Problem to work on. Copy the following lines word for word, keeping every character unchanged.

· · · ·

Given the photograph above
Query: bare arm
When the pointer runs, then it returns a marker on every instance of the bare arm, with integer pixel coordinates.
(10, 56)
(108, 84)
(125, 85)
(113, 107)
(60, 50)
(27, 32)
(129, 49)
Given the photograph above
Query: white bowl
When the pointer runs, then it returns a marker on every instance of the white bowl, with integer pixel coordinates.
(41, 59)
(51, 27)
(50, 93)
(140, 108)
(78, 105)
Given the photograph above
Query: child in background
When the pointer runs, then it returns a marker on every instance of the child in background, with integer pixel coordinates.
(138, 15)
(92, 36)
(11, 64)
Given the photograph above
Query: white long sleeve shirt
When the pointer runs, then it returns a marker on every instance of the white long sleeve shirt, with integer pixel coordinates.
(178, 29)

· · · ·

Reply to the task.
Given the photograph above
Query: bare arm
When the pointer runs, then it returns a marker on every instance of the bare arm, with integer pixel coordinates.
(10, 56)
(108, 84)
(125, 85)
(113, 107)
(60, 50)
(27, 32)
(129, 49)
Given the photograph above
Query: white bowl
When the pointer runs, then it returns a marker on every instance of the white bowl, with integer pixel coordinates.
(41, 59)
(51, 27)
(50, 93)
(140, 108)
(78, 105)
Given the photograph above
Query: child in background
When the pointer runs, then it returns a marker on every instance of the child in background, with integer pixel coordinates.
(138, 15)
(92, 36)
(11, 64)
Given the photograph above
Query: white long sleeve shirt
When the pointer runs, then it returns a marker on every instance of the white long sleeve shirt, with integer pixel coordinates.
(178, 29)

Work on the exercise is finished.